_What the task asks:_ Write out the data unchanged, from the line containing "Detect chain link fence in this picture." through the line containing "98,102,160,172", including both of those lines.

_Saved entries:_

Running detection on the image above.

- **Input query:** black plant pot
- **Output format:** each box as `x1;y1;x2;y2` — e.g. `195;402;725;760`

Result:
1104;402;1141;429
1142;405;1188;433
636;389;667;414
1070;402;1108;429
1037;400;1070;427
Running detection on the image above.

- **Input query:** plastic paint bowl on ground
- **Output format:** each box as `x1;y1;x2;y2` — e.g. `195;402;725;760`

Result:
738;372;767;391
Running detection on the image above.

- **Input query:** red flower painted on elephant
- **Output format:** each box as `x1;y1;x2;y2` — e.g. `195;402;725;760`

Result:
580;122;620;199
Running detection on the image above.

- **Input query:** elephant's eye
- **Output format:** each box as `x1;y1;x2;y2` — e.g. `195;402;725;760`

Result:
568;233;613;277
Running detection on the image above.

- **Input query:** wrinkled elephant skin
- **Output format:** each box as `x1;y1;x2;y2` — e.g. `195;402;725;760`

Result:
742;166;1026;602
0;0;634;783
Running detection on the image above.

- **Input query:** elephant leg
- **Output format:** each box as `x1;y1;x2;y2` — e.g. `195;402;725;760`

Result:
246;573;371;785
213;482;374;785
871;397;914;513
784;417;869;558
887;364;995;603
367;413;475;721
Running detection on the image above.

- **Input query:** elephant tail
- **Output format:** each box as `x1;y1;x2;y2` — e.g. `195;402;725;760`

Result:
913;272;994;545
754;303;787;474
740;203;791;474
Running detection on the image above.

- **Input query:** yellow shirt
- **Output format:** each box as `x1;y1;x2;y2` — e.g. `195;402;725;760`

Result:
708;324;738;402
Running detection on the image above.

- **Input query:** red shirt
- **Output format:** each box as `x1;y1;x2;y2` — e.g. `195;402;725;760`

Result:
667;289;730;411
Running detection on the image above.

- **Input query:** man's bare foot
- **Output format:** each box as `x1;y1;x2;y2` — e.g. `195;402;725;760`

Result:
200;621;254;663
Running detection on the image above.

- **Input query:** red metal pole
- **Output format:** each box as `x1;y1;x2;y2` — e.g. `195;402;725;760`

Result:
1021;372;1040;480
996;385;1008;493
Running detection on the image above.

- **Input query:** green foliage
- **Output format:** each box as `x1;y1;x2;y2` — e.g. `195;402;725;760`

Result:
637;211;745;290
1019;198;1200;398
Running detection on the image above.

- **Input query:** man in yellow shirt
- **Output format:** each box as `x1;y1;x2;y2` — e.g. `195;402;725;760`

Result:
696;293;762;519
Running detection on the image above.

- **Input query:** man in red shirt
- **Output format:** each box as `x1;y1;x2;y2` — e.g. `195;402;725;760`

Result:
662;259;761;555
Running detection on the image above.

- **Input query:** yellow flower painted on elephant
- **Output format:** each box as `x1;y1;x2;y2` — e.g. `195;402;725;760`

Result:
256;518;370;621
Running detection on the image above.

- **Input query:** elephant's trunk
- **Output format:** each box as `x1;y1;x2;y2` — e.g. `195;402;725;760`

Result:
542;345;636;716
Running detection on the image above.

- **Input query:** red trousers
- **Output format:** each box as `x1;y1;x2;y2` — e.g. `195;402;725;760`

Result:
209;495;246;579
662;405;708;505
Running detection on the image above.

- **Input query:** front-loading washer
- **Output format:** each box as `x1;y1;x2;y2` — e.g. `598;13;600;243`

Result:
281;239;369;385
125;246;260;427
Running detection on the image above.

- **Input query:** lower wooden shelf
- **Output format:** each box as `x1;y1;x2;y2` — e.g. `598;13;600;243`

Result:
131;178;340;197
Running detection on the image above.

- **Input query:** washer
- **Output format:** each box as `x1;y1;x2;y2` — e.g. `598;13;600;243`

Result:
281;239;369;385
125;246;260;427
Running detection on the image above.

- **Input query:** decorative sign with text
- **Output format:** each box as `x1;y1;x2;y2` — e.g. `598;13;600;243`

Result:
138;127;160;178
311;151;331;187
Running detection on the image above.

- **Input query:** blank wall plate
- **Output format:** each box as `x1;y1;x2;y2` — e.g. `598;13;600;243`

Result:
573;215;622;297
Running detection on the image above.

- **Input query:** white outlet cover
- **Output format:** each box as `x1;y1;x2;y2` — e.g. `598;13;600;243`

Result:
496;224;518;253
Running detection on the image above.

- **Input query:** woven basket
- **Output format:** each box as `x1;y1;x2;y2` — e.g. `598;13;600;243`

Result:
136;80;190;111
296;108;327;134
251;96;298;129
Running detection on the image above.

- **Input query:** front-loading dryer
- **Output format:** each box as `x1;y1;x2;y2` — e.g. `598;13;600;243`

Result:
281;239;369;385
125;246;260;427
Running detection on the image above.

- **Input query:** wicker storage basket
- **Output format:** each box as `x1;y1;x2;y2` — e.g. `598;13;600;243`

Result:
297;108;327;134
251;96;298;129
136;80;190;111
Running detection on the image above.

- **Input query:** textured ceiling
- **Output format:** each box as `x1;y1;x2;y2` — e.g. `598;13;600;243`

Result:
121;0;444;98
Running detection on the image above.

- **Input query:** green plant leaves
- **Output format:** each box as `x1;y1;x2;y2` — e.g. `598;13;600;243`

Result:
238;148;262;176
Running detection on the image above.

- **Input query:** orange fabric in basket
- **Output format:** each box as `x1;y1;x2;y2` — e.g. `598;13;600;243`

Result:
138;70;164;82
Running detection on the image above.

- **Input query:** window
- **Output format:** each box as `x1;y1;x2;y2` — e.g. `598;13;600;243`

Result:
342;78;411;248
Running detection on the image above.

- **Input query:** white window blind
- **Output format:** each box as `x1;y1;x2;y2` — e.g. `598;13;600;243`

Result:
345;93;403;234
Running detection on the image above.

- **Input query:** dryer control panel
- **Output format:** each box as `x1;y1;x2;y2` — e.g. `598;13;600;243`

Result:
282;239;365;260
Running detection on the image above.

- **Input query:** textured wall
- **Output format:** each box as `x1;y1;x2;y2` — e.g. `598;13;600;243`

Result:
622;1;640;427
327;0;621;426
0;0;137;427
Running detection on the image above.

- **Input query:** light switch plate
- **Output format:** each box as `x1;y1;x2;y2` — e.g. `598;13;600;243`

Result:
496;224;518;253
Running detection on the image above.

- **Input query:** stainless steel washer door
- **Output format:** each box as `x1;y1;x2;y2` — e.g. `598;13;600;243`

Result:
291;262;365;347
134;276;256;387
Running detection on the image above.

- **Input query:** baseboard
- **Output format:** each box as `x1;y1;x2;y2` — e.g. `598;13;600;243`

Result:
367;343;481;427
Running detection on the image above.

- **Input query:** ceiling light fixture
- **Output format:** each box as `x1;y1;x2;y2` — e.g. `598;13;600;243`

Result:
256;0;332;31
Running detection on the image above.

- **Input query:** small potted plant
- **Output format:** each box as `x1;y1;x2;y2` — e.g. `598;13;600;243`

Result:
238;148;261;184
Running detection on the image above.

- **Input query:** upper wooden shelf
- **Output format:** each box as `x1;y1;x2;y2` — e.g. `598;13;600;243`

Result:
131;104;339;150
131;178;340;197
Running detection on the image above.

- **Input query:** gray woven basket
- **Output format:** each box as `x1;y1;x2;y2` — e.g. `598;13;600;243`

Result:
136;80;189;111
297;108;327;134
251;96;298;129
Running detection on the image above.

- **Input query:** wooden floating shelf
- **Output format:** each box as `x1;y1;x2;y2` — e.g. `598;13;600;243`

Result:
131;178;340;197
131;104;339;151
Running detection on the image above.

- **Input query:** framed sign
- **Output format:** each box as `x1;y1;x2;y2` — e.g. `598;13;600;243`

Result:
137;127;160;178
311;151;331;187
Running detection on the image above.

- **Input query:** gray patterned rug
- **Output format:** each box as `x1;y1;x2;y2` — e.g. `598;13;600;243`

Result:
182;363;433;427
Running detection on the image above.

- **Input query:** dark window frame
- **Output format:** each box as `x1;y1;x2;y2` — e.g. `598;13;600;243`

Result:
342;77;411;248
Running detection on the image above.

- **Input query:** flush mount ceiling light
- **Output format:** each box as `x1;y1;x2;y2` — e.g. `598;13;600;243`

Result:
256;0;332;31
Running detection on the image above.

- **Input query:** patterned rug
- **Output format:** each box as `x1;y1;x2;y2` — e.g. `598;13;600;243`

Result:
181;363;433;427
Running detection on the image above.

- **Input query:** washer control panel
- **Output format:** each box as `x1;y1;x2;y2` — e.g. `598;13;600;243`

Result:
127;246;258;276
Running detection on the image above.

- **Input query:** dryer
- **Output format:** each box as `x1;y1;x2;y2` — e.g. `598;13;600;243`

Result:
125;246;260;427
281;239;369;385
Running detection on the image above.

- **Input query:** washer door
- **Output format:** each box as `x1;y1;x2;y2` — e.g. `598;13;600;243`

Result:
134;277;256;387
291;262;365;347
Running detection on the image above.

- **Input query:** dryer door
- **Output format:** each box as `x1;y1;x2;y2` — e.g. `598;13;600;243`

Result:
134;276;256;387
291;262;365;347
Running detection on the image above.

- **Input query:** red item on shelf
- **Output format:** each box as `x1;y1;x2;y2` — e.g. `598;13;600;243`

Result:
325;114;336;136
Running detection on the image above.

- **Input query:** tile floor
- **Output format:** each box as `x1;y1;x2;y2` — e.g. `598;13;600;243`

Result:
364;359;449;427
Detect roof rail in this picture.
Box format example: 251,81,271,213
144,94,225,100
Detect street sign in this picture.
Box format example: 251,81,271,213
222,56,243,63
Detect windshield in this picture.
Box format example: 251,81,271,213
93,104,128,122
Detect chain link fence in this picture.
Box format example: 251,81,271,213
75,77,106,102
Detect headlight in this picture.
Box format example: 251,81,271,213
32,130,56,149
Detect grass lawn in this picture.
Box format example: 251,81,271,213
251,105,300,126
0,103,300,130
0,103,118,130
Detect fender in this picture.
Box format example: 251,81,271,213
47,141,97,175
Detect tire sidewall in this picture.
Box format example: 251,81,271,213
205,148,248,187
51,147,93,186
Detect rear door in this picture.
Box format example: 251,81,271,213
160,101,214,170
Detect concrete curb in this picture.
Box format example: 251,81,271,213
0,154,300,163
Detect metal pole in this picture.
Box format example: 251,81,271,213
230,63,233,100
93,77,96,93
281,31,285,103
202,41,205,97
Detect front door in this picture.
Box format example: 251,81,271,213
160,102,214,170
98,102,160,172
* * *
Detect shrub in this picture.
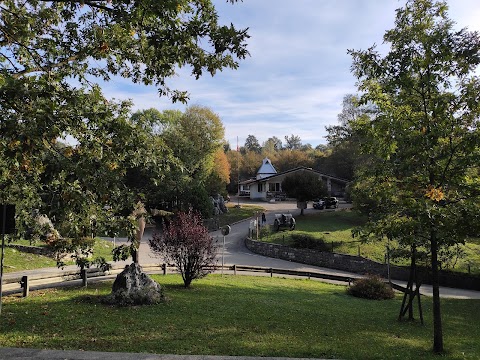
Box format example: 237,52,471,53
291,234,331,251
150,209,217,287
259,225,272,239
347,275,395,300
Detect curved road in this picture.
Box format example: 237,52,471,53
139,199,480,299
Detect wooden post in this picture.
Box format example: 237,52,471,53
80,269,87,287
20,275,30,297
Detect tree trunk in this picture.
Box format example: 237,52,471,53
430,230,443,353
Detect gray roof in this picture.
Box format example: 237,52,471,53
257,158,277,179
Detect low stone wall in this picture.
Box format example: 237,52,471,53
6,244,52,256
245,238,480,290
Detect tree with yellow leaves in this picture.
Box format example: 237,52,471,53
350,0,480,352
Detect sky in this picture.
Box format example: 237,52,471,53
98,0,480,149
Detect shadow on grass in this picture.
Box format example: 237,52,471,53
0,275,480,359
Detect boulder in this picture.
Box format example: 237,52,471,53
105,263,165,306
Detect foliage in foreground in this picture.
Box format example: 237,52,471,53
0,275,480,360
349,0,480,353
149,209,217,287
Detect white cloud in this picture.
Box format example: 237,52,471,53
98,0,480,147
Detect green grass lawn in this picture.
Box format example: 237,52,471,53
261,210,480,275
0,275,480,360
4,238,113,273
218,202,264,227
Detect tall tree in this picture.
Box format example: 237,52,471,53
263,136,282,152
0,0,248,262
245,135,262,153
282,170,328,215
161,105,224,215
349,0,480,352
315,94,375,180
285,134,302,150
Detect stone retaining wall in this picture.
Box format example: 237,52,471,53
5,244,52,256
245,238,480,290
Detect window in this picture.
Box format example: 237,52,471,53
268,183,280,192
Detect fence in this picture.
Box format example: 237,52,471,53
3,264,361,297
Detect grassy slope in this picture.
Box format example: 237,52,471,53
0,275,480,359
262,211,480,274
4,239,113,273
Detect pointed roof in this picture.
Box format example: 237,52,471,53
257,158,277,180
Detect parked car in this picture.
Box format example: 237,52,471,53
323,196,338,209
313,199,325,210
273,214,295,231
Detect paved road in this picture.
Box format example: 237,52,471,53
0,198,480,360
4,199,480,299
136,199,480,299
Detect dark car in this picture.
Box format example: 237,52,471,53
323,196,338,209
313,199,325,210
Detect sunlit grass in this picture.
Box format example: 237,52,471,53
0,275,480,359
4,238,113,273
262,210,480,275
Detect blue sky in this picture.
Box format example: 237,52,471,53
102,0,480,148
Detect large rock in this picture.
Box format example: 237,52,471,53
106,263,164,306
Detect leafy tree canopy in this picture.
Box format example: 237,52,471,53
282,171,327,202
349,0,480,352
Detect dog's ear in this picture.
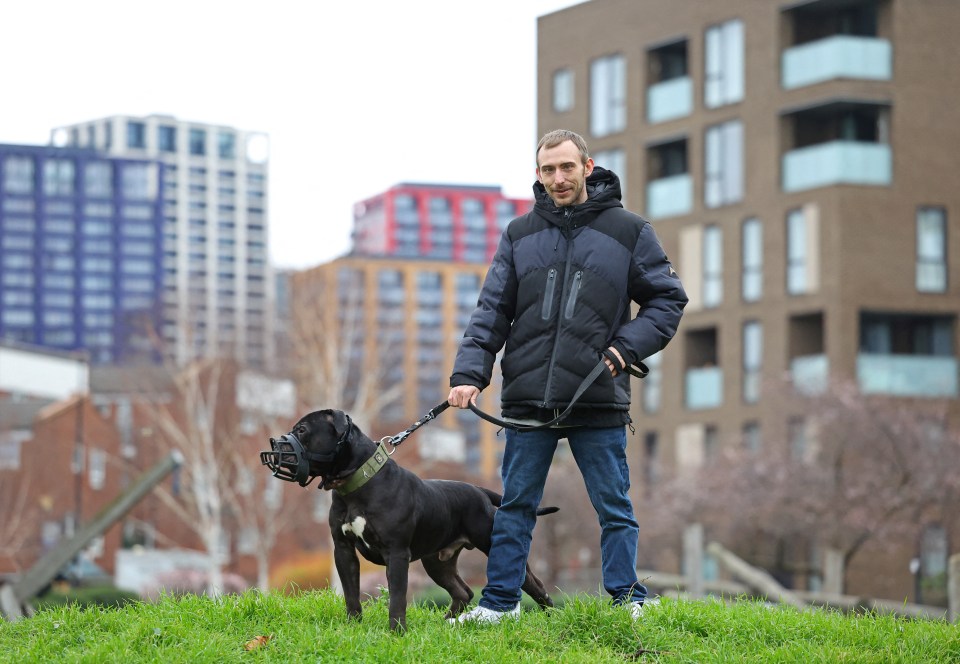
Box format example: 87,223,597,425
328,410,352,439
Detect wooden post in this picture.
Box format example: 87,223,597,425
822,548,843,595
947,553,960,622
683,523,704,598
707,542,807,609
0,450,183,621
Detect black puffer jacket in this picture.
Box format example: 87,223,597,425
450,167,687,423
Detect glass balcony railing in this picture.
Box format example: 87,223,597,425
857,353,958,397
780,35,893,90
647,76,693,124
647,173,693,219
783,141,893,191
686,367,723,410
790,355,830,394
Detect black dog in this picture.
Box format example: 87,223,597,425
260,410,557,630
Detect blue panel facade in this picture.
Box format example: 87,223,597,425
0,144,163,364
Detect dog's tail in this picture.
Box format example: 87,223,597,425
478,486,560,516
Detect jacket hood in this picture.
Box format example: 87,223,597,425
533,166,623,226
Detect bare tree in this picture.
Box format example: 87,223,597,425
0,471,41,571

_Output for this task:_
Detect chain link fence in this picture.
Box format example: 251,81,271,213
75,77,106,102
Detect headlight in this picture.
Box format example: 251,81,271,213
32,130,56,149
Detect grass lawn in this picture.
Box format example: 251,81,271,213
251,105,300,126
0,103,300,130
0,103,118,130
Detect fender in this picture.
Box format example: 251,81,271,213
47,141,97,175
Detect tire sidewall in this picture.
Box format example: 251,81,271,213
205,148,248,187
51,147,93,186
Detect rear door in this picture.
Box format example: 251,81,271,213
160,101,214,170
Detect concrete curb in this picture.
Box format example: 251,81,271,213
0,154,300,163
Detect metal pole in this picture.
Box format example: 251,81,271,213
230,63,233,100
93,77,96,93
281,31,285,103
202,41,205,97
Detect front door in this picture.
Box format example: 251,81,271,213
160,102,214,170
98,102,160,172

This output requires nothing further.